Page text:
- - - - - - -
Video Transcript
In this video, we’re talking about
centripetal force. This is a force which causes an
object to move in a circular arc. We can get started discussing this
force by talking about the word centripetal. It means center seeking. So if we have an object, like this
one, that’s moving in a circular path, then this centripetal force it experiences to
keep it on that path is always pointed toward the center of the circle. In that sense, this force, usually
abbreviated 𝐹 sub c, is center seeking. Something very important to see
about centripetal force is that it’s not a new force we could say that we’re
introducing. This is simply the name we give to
any force that acts on an object towards the center of a circular arc the object is
traveling in.
For example, let’s say that this
object here that’s moving in a circular path is a car driving around a horizontal
circular road. When we think about what force is
it that keeps the car on the road as it turns to this path, we know that that force
is friction between the tires and the road surface. So in this example, it’s the
frictional force which is a centripetal or center-seeking force. Or picture this scenario
instead. Say that we have a satellite that’s
in circular orbit around the Earth. The force that draws the satellite
in to the center of its circular path is the force of gravity. So in this instance, gravity is the
centripetal force acting on the satellite. We’ll see more examples of these
various center-seeking forces as we go along.
The point is, in each case, the
centripetal force is not a new or separate force that we’re adding in to the
picture. Rather, it’s already there, present
in the particular physical circumstances. Now, whenever we talk about forces
acting on objects, we can be reminded of Newton’s second law of motion. Recall that this law tells us that
the net force acting on an object is equal to that object’s mass multiplied by its
acceleration.
So when an object moving in a
circle experiences a force, the centripetal force, then if that’s the only force
acting on the object, this force must be equal to the object’s mass multiplied by
its acceleration. But here’s something interesting
about this Newton’s second law equation. This is actually a vector
equation. That’s because force, as well as
acceleration, is a vector. So if we write this out to
recognize that, we would say that the vector of force is equal to an object’s mass
times that object’s acceleration vector.
Since force and acceleration are
the only vectors in this equation, that must mean they point in the same
direction. And therefore, this acceleration
here, caused by the centripetal force acting on our mass, must also point towards
the center of the circle that this mass is moving around. Therefore, we can call this
acceleration a centripetal acceleration. And we’ll call it 𝑎 sub c. Okay, so these objects that we’ve
identified that are moving in a circle do so because they’re experiencing a
center-seeking force. And therefore, they accelerate
towards the center of these circles too.
- - - - - - -
Dataset entries:
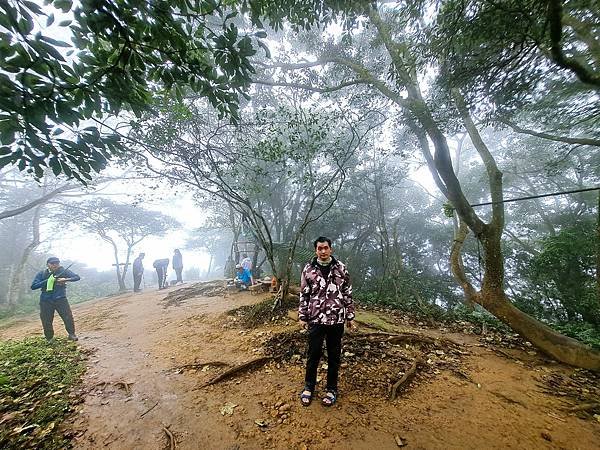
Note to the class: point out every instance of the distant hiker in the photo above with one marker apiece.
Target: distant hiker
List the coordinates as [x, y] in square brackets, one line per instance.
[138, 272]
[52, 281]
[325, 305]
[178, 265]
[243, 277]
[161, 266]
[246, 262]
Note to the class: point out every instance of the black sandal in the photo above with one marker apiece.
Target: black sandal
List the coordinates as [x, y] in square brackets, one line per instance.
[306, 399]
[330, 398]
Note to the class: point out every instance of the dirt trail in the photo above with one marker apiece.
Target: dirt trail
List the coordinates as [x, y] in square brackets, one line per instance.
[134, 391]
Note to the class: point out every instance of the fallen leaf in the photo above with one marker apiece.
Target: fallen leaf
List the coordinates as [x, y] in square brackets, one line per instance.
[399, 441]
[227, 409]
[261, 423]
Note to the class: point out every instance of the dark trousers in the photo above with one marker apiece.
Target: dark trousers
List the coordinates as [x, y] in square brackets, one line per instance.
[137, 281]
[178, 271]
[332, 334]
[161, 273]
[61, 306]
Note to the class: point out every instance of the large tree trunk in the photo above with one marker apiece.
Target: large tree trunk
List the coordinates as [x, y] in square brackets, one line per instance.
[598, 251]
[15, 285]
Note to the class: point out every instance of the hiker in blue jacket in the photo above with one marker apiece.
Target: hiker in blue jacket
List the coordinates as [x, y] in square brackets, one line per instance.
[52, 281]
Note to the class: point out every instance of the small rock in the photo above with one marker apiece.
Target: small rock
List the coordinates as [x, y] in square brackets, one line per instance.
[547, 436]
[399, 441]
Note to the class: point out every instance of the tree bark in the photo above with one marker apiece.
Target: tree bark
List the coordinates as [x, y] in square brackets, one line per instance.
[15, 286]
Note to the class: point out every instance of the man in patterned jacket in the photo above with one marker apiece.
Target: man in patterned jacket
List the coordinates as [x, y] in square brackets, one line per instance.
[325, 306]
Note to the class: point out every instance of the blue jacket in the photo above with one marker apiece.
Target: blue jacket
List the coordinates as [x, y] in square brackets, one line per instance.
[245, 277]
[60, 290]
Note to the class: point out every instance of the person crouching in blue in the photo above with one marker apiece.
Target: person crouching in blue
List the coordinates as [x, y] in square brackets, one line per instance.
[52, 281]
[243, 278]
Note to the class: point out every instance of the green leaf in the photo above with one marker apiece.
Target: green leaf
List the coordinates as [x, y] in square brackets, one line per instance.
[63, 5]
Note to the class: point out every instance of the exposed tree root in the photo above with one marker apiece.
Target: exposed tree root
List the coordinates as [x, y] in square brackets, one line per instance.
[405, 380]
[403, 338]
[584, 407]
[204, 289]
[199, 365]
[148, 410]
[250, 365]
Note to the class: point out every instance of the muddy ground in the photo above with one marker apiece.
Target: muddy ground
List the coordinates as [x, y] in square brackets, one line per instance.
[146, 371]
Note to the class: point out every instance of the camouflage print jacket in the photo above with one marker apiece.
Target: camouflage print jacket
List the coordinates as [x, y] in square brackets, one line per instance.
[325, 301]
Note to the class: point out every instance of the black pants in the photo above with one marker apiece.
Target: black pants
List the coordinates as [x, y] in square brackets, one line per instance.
- - - - - - -
Please state which force keeps a car on a horizontal circular road, according to the video transcript.

Friction between the tires and the road surface.